SET TASK 1:
Retype the passage from the article on The Good Terrorist below, between "Lessing was spurred" and "Alice's ambivalent nature.", inclusive.

TEXT BLOCK:
[BEGIN]

The Good Terrorist | |
Author: | Doris Lessing |
Country: | United Kingdom |
Language: | English |
Genre: | Political novel |
Publisher: | Jonathan Cape (UK) Knopf (US) |
Media Type: | |
Pub Date: | September 1985 |
Awards: | WH Smith Literary Award Mondello Prize |
Isbn: | 0-224-02323-3 |
Oclc: | 466286852 |
Pages: | 370 |
The Good Terrorist is a 1985 political novel written by the British novelist Doris Lessing. The book's protagonist is the naïve drifter Alice, who squats with a group of radicals in London and is drawn into their terrorist activities.
Lessing was spurred to write The Good Terrorist by the Irish Republican Army (IRA) bombing of the Harrods department store in London in 1983. She had been a member of the British Communist Party, but left after the 1956 Hungarian uprising. Some reviewers labelled the novel a satire, while Lessing called it humorous. The title is an oxymoron which highlights Alice's ambivalent nature.
The Good Terrorist divided reviewers. Some praised its insight and characterisation, others faulted its style and the characters' lack of depth. One critic complimented Lessing's "strong descriptive prose and her precise and realistic characterisations", another her "brilliant account of the types of individuals who commit terrorist acts", yet another called it "surprisingly bland", and the characters "trivial or two-dimensional or crippled by self-delusions". The Good Terrorist was shortlisted for the Booker Prize, and won the Mondello Prize and the WH Smith Literary Award.

[END]

DATA SHOWN:
[BEGIN]

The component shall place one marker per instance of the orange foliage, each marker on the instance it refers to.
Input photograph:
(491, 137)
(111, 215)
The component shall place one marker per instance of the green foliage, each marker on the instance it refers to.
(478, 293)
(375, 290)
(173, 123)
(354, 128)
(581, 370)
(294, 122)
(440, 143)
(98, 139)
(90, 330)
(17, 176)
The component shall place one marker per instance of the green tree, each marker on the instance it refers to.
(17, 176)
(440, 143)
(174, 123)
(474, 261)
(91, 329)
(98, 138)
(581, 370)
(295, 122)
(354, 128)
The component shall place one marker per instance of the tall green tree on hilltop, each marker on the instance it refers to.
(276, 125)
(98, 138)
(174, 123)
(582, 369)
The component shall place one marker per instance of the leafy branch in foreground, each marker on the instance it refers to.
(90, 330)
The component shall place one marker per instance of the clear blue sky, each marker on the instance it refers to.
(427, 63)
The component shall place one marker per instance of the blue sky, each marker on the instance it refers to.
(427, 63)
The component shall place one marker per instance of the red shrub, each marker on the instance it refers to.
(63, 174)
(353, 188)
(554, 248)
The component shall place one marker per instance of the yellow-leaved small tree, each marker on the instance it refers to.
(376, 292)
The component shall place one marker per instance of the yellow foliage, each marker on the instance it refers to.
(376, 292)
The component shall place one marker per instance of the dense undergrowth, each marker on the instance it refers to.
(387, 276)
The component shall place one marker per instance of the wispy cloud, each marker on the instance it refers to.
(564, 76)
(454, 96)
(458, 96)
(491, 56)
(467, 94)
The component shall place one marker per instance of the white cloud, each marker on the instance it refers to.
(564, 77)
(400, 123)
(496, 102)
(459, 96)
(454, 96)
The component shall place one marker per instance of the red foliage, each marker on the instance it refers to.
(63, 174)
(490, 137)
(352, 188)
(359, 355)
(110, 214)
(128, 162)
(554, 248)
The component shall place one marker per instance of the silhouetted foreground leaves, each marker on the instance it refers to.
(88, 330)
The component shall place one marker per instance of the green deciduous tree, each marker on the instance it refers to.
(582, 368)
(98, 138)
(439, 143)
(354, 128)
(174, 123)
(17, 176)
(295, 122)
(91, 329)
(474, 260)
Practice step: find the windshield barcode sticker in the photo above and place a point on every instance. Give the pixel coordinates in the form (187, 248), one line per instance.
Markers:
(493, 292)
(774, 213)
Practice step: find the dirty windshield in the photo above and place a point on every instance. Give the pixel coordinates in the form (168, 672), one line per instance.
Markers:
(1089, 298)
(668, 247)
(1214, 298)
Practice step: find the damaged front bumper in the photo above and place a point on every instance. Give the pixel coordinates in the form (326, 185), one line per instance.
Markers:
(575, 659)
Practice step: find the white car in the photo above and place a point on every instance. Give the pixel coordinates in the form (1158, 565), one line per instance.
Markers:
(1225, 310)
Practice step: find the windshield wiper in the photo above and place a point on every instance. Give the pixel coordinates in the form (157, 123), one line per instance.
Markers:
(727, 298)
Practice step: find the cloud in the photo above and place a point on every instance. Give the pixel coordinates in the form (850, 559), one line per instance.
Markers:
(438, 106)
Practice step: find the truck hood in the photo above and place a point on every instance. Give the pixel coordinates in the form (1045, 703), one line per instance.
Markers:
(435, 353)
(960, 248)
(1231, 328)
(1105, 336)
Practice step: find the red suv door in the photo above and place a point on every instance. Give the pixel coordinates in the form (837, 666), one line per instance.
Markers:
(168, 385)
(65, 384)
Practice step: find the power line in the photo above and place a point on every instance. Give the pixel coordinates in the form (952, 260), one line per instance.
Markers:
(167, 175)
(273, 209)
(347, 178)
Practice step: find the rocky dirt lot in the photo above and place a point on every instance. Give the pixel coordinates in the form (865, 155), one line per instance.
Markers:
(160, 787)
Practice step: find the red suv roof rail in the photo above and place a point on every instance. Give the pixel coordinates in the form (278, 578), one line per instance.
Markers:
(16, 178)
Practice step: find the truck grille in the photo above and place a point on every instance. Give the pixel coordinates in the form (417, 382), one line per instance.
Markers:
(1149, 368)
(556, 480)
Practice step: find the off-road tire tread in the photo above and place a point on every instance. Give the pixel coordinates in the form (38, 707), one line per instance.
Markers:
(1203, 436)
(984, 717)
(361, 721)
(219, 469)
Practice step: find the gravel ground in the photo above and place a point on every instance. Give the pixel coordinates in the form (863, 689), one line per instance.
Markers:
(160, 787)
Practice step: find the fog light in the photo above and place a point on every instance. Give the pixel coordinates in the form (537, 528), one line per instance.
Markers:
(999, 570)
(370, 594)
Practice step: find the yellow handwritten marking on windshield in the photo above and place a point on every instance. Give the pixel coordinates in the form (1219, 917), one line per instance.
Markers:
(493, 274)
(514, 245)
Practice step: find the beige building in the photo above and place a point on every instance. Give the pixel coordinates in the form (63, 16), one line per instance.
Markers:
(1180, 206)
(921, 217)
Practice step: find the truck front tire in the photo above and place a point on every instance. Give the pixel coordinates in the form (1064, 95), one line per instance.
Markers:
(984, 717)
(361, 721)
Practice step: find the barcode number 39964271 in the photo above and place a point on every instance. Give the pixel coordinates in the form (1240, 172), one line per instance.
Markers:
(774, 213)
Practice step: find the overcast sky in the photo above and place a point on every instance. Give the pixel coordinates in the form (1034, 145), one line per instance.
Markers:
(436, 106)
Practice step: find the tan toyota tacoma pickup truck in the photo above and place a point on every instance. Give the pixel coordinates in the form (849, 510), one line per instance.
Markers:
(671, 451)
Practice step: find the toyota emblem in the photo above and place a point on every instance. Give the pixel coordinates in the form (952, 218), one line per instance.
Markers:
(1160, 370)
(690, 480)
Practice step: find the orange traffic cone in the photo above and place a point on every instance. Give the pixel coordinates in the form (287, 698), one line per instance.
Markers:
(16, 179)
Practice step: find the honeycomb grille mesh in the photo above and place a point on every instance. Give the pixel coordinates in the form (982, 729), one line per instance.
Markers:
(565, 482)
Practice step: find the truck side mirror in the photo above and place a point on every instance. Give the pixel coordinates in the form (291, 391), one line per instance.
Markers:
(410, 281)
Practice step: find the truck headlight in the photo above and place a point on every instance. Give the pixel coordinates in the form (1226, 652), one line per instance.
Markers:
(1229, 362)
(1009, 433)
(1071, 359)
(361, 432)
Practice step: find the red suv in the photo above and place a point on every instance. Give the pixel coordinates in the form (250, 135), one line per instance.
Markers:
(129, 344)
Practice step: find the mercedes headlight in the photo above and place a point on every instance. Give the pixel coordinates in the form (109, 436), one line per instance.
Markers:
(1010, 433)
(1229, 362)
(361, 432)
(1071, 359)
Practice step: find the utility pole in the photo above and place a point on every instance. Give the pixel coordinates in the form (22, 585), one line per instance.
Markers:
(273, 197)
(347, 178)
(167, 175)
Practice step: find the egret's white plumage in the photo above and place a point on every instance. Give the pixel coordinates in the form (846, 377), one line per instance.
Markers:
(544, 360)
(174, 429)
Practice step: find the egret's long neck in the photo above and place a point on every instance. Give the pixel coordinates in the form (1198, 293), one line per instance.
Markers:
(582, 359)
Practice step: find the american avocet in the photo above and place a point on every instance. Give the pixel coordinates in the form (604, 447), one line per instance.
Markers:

[END]

SET TASK 2:
Filter the listing above and copy each line that contains the string "grille", matching case exactly.

TASK SOLUTION 1:
Lessing was spurred to write The Good Terrorist by the Irish Republican Army (IRA) bombing of the Harrods department store in London in 1983. She had been a member of the British Communist Party, but left after the 1956 Hungarian uprising. Some reviewers labelled the novel a satire, while Lessing called it humorous. The title is an oxymoron which highlights Alice's ambivalent nature.

TASK SOLUTION 2:
Practice step: find the truck grille in the photo above and place a point on every instance. Give the pixel coordinates in the form (417, 382), one line per instance.
Practice step: find the honeycomb grille mesh in the photo above and place a point on every instance. Give the pixel coordinates in the form (982, 729), one line per instance.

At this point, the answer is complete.